Requirements – Reproduce the entries character for character, beginning with their first line and ending with the line that contains "[0,0,89,74]", including that line.

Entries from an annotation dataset
^^^^^^^^

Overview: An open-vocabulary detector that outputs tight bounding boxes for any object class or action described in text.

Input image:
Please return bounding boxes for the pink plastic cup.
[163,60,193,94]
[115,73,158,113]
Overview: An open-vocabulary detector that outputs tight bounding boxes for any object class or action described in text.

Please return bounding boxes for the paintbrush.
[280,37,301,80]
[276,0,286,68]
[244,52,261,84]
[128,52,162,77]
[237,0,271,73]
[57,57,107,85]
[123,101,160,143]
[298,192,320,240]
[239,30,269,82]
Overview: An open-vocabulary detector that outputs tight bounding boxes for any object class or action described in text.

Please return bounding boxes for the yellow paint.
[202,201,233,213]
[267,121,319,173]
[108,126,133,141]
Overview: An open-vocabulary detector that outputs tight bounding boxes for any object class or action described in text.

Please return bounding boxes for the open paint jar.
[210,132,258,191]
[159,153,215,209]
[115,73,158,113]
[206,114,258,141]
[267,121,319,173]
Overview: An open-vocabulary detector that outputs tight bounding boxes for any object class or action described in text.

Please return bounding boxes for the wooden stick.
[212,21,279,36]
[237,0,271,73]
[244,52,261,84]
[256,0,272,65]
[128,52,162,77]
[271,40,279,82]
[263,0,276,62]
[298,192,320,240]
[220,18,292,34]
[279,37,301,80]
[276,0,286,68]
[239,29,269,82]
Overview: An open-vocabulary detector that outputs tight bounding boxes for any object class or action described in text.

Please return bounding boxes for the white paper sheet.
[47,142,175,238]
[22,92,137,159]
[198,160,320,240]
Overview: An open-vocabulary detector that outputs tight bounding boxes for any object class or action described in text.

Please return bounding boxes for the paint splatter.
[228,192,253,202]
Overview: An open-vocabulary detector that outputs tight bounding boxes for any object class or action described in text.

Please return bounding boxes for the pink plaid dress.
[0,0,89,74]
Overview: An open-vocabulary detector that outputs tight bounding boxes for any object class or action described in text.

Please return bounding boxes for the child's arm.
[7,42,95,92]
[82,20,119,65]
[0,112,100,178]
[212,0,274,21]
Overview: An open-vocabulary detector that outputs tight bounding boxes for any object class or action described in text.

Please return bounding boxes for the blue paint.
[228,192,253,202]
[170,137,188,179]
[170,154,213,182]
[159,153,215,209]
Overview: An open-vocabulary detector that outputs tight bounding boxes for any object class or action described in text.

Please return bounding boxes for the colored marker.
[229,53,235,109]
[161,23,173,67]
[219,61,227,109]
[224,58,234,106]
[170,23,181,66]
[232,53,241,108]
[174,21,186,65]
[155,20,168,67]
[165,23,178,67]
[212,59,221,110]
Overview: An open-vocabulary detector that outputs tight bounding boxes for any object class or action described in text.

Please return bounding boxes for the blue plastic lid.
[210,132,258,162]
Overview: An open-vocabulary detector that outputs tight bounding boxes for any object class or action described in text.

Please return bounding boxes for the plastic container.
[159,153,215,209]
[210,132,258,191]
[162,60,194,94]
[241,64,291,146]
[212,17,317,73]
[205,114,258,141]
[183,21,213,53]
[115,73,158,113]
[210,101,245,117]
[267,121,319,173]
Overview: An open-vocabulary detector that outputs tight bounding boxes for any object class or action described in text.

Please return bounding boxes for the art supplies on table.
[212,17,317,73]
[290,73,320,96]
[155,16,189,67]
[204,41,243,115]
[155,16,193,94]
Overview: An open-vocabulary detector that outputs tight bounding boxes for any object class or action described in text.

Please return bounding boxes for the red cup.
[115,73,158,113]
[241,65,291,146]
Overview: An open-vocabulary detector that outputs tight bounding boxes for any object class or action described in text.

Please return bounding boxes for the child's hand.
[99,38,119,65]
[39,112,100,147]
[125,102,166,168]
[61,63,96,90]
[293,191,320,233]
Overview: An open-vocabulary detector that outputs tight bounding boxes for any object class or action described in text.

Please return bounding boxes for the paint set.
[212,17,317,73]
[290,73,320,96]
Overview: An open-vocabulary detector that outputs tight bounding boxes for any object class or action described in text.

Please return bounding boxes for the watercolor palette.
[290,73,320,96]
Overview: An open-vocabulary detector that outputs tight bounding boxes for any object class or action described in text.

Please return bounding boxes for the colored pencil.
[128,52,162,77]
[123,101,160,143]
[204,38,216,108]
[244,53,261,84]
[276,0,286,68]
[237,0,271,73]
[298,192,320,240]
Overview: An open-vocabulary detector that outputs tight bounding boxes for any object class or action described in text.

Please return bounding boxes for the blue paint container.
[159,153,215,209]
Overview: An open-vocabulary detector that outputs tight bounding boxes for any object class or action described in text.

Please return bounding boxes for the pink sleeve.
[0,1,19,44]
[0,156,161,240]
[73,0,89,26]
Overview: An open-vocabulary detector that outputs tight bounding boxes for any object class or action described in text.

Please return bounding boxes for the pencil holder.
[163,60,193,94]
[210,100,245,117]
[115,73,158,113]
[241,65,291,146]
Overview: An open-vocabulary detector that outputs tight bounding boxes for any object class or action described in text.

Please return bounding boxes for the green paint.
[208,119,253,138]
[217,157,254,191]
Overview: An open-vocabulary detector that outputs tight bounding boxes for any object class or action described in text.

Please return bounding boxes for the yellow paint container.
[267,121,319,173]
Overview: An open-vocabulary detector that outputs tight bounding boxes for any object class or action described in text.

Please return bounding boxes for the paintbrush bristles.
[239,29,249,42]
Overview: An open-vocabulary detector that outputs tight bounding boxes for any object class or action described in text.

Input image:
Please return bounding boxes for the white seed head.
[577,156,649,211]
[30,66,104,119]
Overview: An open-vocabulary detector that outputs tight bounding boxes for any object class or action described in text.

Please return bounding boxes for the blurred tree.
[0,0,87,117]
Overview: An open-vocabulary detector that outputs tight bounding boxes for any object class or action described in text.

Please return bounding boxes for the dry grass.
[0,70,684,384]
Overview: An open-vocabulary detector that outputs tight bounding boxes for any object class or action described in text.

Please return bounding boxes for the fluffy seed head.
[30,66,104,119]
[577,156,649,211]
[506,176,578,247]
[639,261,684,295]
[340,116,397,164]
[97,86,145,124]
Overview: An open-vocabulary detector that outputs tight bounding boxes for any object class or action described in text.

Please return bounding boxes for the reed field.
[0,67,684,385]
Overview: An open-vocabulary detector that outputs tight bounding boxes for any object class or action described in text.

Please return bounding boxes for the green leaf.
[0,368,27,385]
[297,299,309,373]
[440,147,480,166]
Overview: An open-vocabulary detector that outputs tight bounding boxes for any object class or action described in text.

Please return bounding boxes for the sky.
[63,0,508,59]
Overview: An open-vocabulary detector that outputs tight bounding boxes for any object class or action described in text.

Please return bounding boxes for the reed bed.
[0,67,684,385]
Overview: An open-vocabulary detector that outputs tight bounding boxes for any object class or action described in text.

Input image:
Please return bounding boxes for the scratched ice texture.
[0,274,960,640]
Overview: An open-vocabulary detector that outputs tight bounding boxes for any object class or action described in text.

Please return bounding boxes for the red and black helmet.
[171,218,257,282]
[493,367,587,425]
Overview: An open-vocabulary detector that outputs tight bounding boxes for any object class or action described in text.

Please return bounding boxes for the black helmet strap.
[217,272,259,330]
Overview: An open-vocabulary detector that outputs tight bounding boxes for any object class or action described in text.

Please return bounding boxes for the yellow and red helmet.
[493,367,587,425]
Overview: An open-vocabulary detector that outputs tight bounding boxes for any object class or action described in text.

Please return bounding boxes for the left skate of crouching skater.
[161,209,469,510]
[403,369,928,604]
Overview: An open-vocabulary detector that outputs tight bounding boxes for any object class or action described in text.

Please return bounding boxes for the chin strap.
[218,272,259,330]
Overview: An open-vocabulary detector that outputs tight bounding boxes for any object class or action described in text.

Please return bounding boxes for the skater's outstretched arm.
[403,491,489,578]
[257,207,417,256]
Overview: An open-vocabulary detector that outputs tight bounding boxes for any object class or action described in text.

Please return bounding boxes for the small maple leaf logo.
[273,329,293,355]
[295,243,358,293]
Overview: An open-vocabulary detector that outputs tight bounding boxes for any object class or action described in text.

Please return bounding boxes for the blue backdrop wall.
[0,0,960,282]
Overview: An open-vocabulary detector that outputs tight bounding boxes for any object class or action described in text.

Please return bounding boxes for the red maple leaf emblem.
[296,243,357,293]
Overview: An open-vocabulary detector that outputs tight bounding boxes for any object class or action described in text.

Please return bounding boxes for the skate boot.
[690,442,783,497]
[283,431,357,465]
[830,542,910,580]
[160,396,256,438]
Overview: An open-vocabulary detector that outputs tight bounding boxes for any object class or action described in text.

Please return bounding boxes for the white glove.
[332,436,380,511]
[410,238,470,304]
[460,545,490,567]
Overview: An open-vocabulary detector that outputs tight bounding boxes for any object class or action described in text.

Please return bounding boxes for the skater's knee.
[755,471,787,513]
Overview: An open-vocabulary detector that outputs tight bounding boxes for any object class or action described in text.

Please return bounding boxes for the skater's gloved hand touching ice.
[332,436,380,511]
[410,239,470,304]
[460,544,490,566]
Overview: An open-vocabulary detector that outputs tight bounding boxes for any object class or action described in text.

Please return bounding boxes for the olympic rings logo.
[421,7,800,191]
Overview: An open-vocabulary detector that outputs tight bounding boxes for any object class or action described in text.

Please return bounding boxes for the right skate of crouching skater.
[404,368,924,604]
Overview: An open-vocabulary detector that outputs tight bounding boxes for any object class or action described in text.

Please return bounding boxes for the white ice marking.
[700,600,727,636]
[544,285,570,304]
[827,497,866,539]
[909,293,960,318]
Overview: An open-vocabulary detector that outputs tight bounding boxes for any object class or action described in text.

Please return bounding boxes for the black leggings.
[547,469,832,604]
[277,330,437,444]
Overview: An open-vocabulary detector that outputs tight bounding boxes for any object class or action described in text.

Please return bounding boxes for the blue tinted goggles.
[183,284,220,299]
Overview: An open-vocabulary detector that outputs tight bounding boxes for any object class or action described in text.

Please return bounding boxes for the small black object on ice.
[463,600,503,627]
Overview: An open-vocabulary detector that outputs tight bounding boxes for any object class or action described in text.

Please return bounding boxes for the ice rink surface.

^^^^^^^^

Solved exercise –
Overview: An open-vocabulary detector that outputs tight bounding boxes for any object class or action described in text.

Input image:
Please return bounding boxes for the pink plastic cup.
[163,60,193,94]
[115,73,158,113]
Overview: An open-vocabulary detector that outputs tight bounding boxes for any object class or action described in text.

Please return bounding boxes for the paintbrush.
[280,37,301,80]
[276,0,286,68]
[244,52,261,84]
[128,52,162,77]
[237,0,271,73]
[57,57,107,85]
[123,101,160,143]
[298,192,320,240]
[239,30,269,82]
Overview: An open-vocabulary detector that outputs tight bounding boxes for any object class or action described in text.

Please return bounding boxes for the yellow paint.
[202,201,233,213]
[267,121,319,173]
[108,126,133,141]
Overview: An open-vocabulary detector that outputs tight bounding boxes for any object class or action described in text.

Please return bounding boxes for the open paint jar.
[210,132,258,191]
[159,153,215,209]
[115,73,158,113]
[206,114,258,141]
[267,121,319,173]
Overview: An open-vocabulary detector that outputs tight bounding boxes for any object class or action described in text.

Please return bounding boxes for the wooden stick.
[212,21,279,36]
[237,0,271,73]
[244,52,261,84]
[256,0,272,65]
[128,52,162,77]
[271,40,279,82]
[263,0,276,62]
[298,192,320,240]
[220,18,292,34]
[279,37,301,80]
[276,0,286,68]
[239,29,269,82]
Overview: An open-vocabulary detector that outputs tight bounding boxes for any object class or action described in text.

Please return bounding boxes for the white paper sheet.
[47,142,175,238]
[22,92,137,159]
[198,160,320,240]
Overview: An open-vocabulary detector that outputs tight bounding boxes for any object class or action described in text.

Please return bounding boxes for the paint splatter.
[228,192,253,202]
Overview: An open-vocabulary detector that outputs tight bounding boxes for any object class or action described in text.

Please return bounding boxes for the pink plaid dress.
[0,0,89,74]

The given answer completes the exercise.